[[ GIVEN RECORDS, beginning ]]
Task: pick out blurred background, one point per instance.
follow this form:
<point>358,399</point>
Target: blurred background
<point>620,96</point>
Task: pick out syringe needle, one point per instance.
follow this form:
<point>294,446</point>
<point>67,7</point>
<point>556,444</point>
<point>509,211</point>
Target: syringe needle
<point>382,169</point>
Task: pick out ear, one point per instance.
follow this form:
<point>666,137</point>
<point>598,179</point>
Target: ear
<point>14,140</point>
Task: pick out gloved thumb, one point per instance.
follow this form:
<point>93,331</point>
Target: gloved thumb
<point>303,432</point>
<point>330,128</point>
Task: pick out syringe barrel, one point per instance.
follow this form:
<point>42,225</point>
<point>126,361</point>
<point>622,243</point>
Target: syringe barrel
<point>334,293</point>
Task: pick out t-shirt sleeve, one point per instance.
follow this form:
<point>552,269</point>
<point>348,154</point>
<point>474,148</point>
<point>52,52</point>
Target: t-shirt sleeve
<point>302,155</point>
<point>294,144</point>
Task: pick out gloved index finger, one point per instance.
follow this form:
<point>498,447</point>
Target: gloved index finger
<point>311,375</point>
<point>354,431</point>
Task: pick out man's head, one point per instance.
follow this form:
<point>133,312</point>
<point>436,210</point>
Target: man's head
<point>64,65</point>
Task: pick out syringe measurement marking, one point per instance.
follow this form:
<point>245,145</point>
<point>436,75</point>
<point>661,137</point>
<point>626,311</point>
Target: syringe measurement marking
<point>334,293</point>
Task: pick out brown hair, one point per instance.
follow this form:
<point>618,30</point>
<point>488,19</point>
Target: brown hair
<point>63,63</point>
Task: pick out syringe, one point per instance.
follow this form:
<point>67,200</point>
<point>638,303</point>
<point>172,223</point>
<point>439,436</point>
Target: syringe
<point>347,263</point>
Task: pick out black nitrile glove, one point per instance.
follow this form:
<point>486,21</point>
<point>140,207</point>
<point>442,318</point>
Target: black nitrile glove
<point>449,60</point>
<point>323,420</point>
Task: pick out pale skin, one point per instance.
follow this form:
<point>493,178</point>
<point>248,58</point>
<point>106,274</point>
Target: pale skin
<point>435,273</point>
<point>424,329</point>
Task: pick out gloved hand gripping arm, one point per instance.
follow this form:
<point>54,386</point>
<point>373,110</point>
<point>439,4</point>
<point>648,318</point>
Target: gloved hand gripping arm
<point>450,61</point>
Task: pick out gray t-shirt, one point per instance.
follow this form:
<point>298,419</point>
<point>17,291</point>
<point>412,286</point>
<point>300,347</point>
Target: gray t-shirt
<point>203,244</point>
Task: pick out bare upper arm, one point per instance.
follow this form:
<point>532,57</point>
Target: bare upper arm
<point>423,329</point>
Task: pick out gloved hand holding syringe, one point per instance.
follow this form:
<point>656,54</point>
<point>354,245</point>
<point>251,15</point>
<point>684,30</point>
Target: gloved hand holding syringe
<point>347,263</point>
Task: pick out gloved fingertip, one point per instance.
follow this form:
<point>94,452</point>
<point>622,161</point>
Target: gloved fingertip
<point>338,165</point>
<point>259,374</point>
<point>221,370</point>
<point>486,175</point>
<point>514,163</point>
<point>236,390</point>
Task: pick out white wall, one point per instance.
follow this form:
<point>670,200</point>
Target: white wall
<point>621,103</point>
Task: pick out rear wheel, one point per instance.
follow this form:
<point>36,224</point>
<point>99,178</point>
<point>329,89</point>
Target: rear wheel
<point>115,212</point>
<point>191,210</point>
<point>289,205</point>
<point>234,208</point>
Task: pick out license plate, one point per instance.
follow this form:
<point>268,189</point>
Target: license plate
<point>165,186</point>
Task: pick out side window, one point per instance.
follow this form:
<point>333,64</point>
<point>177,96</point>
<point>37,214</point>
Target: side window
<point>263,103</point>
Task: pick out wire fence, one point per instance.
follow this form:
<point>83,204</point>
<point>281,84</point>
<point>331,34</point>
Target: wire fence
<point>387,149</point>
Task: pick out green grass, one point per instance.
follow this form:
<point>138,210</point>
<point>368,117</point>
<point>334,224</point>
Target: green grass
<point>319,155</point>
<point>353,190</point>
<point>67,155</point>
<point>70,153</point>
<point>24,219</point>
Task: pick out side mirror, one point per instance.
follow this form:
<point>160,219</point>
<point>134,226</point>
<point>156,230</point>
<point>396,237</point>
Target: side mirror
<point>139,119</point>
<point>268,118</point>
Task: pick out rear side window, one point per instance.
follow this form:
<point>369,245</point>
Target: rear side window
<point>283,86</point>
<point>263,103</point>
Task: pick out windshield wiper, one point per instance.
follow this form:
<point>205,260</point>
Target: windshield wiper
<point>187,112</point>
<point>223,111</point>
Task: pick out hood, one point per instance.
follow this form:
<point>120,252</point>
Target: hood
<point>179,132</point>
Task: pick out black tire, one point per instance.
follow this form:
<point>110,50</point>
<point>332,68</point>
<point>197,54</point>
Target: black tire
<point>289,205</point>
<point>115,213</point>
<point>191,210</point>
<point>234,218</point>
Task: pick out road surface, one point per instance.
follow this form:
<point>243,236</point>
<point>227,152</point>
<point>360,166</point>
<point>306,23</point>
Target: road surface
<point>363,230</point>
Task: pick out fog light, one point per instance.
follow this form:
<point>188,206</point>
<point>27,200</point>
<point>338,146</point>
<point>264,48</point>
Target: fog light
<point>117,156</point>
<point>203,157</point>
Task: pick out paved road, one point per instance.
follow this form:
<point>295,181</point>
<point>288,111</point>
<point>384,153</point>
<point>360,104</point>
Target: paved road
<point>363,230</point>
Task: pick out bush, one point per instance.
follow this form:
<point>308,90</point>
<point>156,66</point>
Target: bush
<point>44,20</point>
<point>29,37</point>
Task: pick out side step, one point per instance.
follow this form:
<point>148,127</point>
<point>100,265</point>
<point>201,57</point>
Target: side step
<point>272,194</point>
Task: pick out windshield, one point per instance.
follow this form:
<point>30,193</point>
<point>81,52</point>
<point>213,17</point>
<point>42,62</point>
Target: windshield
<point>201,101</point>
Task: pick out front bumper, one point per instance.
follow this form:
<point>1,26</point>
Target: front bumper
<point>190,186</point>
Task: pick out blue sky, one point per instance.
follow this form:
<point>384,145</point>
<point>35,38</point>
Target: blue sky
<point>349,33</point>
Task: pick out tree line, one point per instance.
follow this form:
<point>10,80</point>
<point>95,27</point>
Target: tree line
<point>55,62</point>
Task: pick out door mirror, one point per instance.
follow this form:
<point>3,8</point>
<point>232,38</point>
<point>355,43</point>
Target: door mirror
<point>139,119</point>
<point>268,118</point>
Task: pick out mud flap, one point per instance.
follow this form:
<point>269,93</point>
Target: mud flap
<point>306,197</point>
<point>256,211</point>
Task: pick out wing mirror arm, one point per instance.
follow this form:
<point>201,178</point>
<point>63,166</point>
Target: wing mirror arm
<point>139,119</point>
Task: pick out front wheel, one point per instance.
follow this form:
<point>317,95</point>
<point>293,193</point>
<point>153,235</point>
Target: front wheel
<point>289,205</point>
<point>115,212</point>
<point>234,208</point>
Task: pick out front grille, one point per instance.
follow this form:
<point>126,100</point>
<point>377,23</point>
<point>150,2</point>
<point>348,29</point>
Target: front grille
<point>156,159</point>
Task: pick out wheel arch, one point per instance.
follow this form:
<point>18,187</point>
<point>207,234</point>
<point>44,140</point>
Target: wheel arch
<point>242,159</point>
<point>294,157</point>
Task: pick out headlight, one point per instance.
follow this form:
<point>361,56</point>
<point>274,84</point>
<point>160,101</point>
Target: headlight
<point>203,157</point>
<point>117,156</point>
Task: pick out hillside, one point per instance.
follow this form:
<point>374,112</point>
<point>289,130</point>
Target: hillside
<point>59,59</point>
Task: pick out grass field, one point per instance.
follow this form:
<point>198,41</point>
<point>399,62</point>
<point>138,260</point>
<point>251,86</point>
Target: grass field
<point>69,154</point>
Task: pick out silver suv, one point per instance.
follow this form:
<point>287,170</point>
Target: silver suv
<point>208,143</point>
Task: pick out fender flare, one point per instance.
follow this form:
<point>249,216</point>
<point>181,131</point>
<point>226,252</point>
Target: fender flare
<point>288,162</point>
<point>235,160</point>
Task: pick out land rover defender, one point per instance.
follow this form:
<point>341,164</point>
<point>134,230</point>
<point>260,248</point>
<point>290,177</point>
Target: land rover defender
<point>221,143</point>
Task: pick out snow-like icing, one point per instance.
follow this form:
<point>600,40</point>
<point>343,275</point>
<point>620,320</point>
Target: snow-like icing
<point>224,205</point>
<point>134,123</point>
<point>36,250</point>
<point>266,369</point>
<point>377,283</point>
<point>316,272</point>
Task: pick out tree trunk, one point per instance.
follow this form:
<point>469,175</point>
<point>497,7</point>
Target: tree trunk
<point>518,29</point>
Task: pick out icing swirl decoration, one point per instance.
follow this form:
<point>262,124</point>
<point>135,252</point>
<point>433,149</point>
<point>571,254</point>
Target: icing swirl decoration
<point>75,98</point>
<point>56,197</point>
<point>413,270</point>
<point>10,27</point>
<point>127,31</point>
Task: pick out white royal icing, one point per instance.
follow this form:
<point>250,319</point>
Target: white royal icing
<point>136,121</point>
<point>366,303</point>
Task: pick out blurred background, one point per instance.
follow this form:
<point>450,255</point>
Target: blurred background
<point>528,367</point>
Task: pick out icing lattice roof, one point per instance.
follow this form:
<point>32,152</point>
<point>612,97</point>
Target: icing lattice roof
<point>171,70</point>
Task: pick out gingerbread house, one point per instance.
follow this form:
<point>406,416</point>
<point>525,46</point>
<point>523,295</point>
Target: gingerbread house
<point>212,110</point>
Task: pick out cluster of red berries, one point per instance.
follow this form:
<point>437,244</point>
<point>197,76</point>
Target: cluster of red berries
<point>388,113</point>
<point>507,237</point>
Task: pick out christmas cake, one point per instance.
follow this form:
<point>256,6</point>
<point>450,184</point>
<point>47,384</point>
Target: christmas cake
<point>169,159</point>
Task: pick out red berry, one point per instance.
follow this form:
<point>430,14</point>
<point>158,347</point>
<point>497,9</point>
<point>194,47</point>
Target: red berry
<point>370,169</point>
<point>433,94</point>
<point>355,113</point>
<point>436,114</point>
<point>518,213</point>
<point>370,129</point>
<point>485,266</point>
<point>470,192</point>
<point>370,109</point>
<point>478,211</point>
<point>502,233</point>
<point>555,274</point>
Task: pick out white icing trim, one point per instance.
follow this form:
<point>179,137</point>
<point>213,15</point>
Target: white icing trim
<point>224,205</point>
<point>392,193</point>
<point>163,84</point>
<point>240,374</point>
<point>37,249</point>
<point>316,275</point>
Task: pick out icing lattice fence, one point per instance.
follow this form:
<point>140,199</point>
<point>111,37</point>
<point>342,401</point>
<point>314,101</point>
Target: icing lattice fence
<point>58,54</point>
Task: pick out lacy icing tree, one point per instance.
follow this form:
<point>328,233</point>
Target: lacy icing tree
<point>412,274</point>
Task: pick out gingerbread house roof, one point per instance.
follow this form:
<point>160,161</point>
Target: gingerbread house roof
[[ GIVEN RECORDS, end ]]
■ REQUIRED ACTION: In this exercise, copy only the lines from the opening line of the material through the line where "Task: pick out gloved index" appears.

■ TASK RESULT:
Task: pick out blurred background, one point per instance.
follow this form:
<point>358,399</point>
Target: blurred background
<point>620,96</point>
Task: pick out syringe needle, one point per instance.
follow this form:
<point>294,446</point>
<point>67,7</point>
<point>556,444</point>
<point>509,211</point>
Target: syringe needle
<point>382,169</point>
Task: pick out ear, one point per instance.
follow this form:
<point>666,137</point>
<point>598,179</point>
Target: ear
<point>14,140</point>
Task: pick out gloved thumb, one point per instance.
follow this form:
<point>93,331</point>
Target: gloved thumb
<point>303,432</point>
<point>330,128</point>
Task: pick out syringe barrel, one point per instance.
follow this form:
<point>42,225</point>
<point>126,361</point>
<point>622,243</point>
Target: syringe barrel
<point>334,293</point>
Task: pick out t-shirt sleeve, one point per instance.
follow this form:
<point>552,269</point>
<point>348,154</point>
<point>474,148</point>
<point>52,52</point>
Target: t-shirt sleeve
<point>302,155</point>
<point>294,144</point>
Task: pick out gloved index finger, one point per instance.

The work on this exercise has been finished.